-- START OF Data in this exercise --
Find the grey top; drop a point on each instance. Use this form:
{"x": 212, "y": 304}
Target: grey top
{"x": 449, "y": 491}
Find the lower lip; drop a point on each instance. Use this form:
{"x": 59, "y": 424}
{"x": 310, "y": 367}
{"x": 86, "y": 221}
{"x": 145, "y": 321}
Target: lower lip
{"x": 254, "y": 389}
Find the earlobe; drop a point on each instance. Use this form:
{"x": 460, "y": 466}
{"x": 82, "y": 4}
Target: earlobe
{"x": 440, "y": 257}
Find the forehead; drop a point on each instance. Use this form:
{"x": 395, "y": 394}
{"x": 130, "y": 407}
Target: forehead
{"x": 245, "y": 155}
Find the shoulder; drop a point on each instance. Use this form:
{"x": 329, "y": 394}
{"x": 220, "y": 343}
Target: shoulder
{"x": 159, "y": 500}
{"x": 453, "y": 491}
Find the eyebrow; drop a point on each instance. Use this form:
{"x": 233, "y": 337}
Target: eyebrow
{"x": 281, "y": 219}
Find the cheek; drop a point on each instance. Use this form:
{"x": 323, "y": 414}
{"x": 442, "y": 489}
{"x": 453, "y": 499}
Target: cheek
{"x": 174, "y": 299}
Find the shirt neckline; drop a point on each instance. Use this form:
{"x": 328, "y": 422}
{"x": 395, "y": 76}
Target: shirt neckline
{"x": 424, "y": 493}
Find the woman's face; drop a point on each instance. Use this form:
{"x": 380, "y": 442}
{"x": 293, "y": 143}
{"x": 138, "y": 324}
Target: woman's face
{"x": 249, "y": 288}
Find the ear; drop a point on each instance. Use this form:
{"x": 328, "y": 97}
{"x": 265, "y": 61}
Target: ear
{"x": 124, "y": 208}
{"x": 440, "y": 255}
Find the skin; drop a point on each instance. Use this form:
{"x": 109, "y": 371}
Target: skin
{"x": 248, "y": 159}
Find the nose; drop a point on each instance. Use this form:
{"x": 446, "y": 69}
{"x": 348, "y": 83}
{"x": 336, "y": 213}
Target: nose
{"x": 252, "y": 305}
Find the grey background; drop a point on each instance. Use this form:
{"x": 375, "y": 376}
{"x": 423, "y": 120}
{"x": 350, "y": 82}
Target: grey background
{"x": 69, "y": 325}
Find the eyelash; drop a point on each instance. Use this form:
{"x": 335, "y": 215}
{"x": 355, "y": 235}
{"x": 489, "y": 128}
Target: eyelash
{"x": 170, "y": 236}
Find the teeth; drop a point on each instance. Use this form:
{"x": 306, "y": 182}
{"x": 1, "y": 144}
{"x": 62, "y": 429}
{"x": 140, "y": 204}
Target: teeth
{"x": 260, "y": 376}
-- END OF Data in this exercise --
• _Exercise_: Reproduce all of the entries above word for word, keeping every line unchanged.

• _Response below_:
Find the grey top; drop a point on each instance. Use this form:
{"x": 212, "y": 304}
Target: grey top
{"x": 449, "y": 491}
Find the lower lip; drop a point on each instance. Use this form:
{"x": 59, "y": 424}
{"x": 310, "y": 367}
{"x": 86, "y": 221}
{"x": 145, "y": 321}
Target: lower lip
{"x": 254, "y": 389}
Find the earlobe; drop a point on each instance. Use this form:
{"x": 460, "y": 466}
{"x": 82, "y": 4}
Target: earlobe
{"x": 440, "y": 257}
Find the forehead; drop a point on each instance. Use this form:
{"x": 395, "y": 394}
{"x": 130, "y": 407}
Target: forehead
{"x": 245, "y": 155}
Find the shoulder; drop a point on each instance. Use this form:
{"x": 329, "y": 394}
{"x": 220, "y": 343}
Target: shoulder
{"x": 159, "y": 500}
{"x": 453, "y": 491}
Find the eyebrow; drop a point on each instance. Use this form:
{"x": 233, "y": 337}
Target: eyebrow
{"x": 281, "y": 219}
Find the cheek; drop a point on each instance. Use this form:
{"x": 323, "y": 414}
{"x": 442, "y": 489}
{"x": 453, "y": 499}
Target: cheek
{"x": 174, "y": 299}
Find the shirt neckline; drop a point on each instance. Use this form:
{"x": 328, "y": 422}
{"x": 395, "y": 76}
Target: shirt neckline
{"x": 424, "y": 493}
Find the woman's face; drop a point on each instance. Use this form:
{"x": 380, "y": 442}
{"x": 293, "y": 143}
{"x": 138, "y": 324}
Target: woman's face
{"x": 249, "y": 288}
Find the ear; drop a point on each instance. Use this form:
{"x": 328, "y": 97}
{"x": 265, "y": 61}
Target: ear
{"x": 124, "y": 208}
{"x": 440, "y": 255}
Find the skin; drop a point on each instance. Use this form:
{"x": 109, "y": 371}
Target: skin
{"x": 248, "y": 159}
Find the nose; drop a point on each instance. Use this form:
{"x": 446, "y": 69}
{"x": 348, "y": 83}
{"x": 336, "y": 213}
Target: nose
{"x": 252, "y": 305}
Find the grey background; drop a point on each instance. Use this form:
{"x": 375, "y": 376}
{"x": 423, "y": 120}
{"x": 350, "y": 82}
Target: grey background
{"x": 69, "y": 325}
Find the eyelash; drop a point on each instance. Use this form:
{"x": 335, "y": 215}
{"x": 355, "y": 235}
{"x": 489, "y": 128}
Target: eyelash
{"x": 170, "y": 236}
Find the teeth; drop a point on each instance. Use this form:
{"x": 306, "y": 182}
{"x": 1, "y": 144}
{"x": 62, "y": 429}
{"x": 140, "y": 204}
Target: teeth
{"x": 260, "y": 376}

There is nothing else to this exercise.